Work to complete:
**a)** Answer briefly from the urban air mobility fleet scheduling summary:
(i) What network produces CapTAIN's state embeddings?
(ii) By what method is the policy trained?
(iii) How much faster than a genetic algorithm does the approach execute?
**b)** Resume the summary of the urban air mobility fleet scheduling paper after its final sentence.

Excerpt:
══════════

Graph Learning-based Fleet Scheduling for Urban Air Mobility under Operational Constraints, Varying Demand & Uncertainties
Steve Paul, Jhoel Witter, Souma Chowdhury
TL;DR
Addressing online fleet scheduling for urban air mobility with a multi-vertiport network and uncertainties, the paper formulates the problem as an MDP with graph-structured state representations. It introduces CapTAIN, a centralized encoder-decoder policy that fuses Graph Capsule Convolutional Networks for state embeddings, Transformer encoders for demand and fare forecasting, and a Multi-head Attention decoder, trained via PPO. The approach is integrated with a custom simulation environment and evaluated against non-learning baselines, showing superior performance and up to 1000× faster execution than a genetic algorithm, while generalizing to unseen scenarios. The work demonstrates the viability of graph-based RL with time-series context for scalable, online UAM planning under realistic constraints.

══════════

Entries provided:
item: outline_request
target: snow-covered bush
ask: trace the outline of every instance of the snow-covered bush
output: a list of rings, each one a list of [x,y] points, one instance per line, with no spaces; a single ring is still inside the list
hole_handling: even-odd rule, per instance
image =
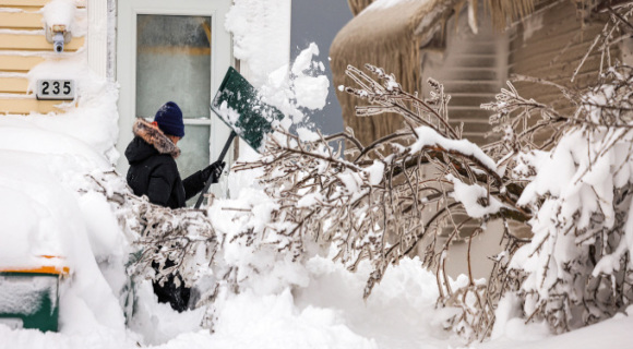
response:
[[[606,56],[620,17],[601,36]],[[277,130],[263,156],[234,167],[259,171],[259,190],[200,212],[136,201],[128,212],[145,246],[138,265],[147,270],[152,262],[175,261],[166,273],[178,269],[188,284],[211,279],[201,303],[213,303],[247,288],[302,285],[297,270],[330,246],[350,270],[369,261],[367,298],[390,266],[419,254],[435,274],[439,306],[450,309],[445,326],[467,340],[486,338],[510,313],[545,321],[556,333],[610,317],[633,298],[633,69],[604,61],[589,91],[559,86],[577,106],[571,116],[522,97],[509,82],[482,105],[502,135],[482,147],[449,122],[451,97],[439,82],[429,81],[431,98],[423,100],[380,68],[366,67],[372,77],[348,67],[356,86],[343,88],[369,103],[357,116],[395,112],[403,130],[367,145],[351,130],[329,136]],[[490,278],[475,280],[470,242],[493,219],[503,222],[503,252],[493,256]],[[444,269],[458,240],[468,246],[468,275],[454,282]]]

══════════

Answers in order:
**a)**
(i) Graph Capsule Convolutional Networks
(ii) PPO
(iii) Up to 1000× faster

**b)**
Abstract
This paper develops a graph reinforcement learning approach to online planning of the schedule and destinations of electric aircraft that comprise an urban air mobility (UAM) fleet operating across multiple vertiports. This fleet scheduling problem is formulated to consider time-varying demand, constraints related to vertiport capacity, aircraft capacity and airspace safety guidelines, uncertainties related to take-off delay, weather-induced route closures, and unanticipated aircraft downtime. Collectively, such a formulation presents greater complexity, and potentially increased realism, than in existing UAM fleet planning implementations. To address these complexities, a new policy architecture is constructed, primary components of which include: graph capsule conv-nets for encoding vertiport and aircraft-fleet states both abstracted as graphs; transformer layers encoding time series information on demand and passenger fare; and a Multi-head Attention-based decoder that uses the encoded information to compute the probability of selecting each available destination for an aircraft. Trained with Proximal Policy Optimization, this policy architecture shows significantly better performance in terms of daily averaged profits on unseen test scenarios involving 8 vertiports and 40 aircraft, when compared to a random baseline and genetic algorithm-derived optimal solutions, while being nearly 1000 times faster in execution than the latter.